**DOCUMENT EXTRACT**:

Helium-3 (He-3, sometimes called tralphium) is a light, non-radioactive isotope of helium with two protons and one neutron. It is rare on the Earth, and it is sought for use in nuclear fusion research. The abundance of helium-3 is thought to be greater on the Moon (embedded in the upper layer of regolith by the solar wind over billions of years), though still low in quantity (28 ppm of lunar regolith is helium-4 and from one ppb to 50 ppb is helium-3), and the solar system's gas giants (left over from the original solar nebula).
The helion, the nucleus of a helium-3 atom, consists of two protons but only one neutron, in contrast with two neutrons in common helium. Its hypothetical existence was first proposed in 1934 by the Australian nuclear physicist Mark Oliphant while he was working at the University of Cambridge Cavendish Laboratory. Oliphant had performed experiments in which fast deuterons collided with deuteron targets (incidentally, the first demonstration of nuclear fusion).
Helium-3 was hypothesized to be a radioactive isotope until helions were also found in samples of natural helium, which is mostly helium-4, taken both from the terrestrial atmosphere and from natural gas wells. This was done by Luis W. Alvarez and Robert Cornog in cyclotron experiments at the Lawrence Berkeley National Laboratory in California in 1939.

**MATERIAL PROVIDED**:
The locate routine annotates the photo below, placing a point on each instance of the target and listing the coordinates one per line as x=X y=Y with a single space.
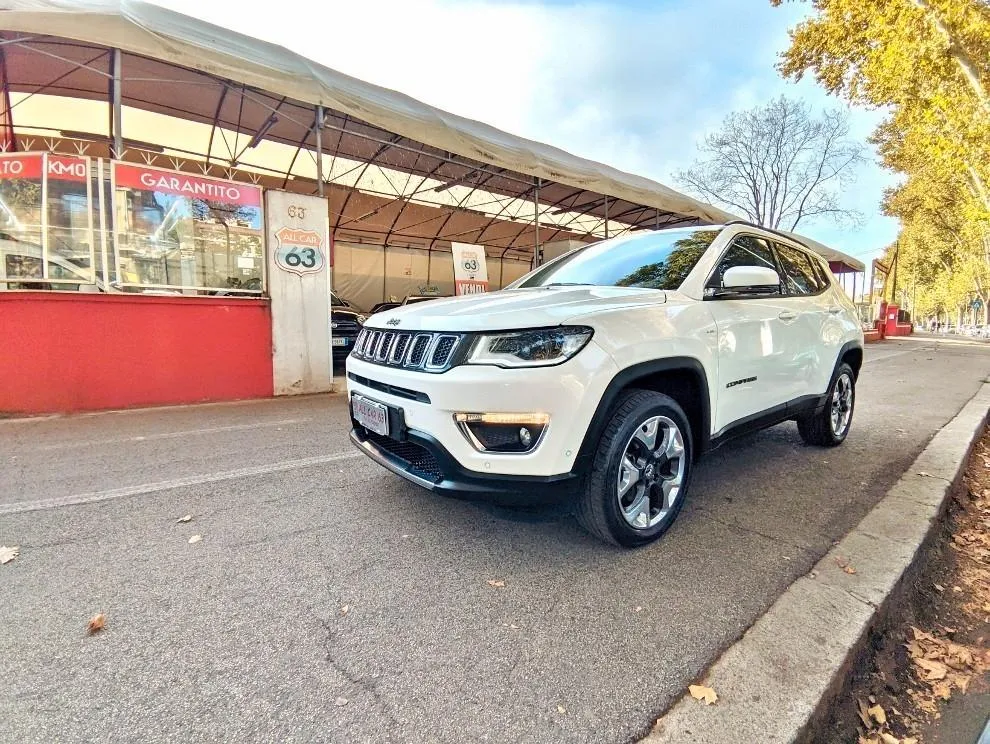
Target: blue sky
x=631 y=83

**PROBLEMS TO WORK ON**:
(a) Decide whether each statement agrees with the helium-3 passage, answering yes or no and quoting the words that settle it: (i) Helium-3 is a radioactive isotope. (ii) Mark Oliphant first proposed the existence of helium-3 in 1934 while at the Cavendish Laboratory. (iii) The natural helium samples in which helions were found came only from natural gas wells.
(b) According to the helium-3 passage, what collided in Oliphant's experiments?
Nothing in the listing is needed here.

**WRITTEN ANSWERS**:
(a)
(i) No: "a light, non-radioactive isotope of helium"
(ii) Yes: "Its hypothetical existence was first proposed in 1934 by the Australian nuclear physicist Mark Oliphant while he was working at the University of Cambridge Cavendish Laboratory."
(iii) No: "taken both from the terrestrial atmosphere and from natural gas wells"

(b) Fast deuterons collided with deuteron targets.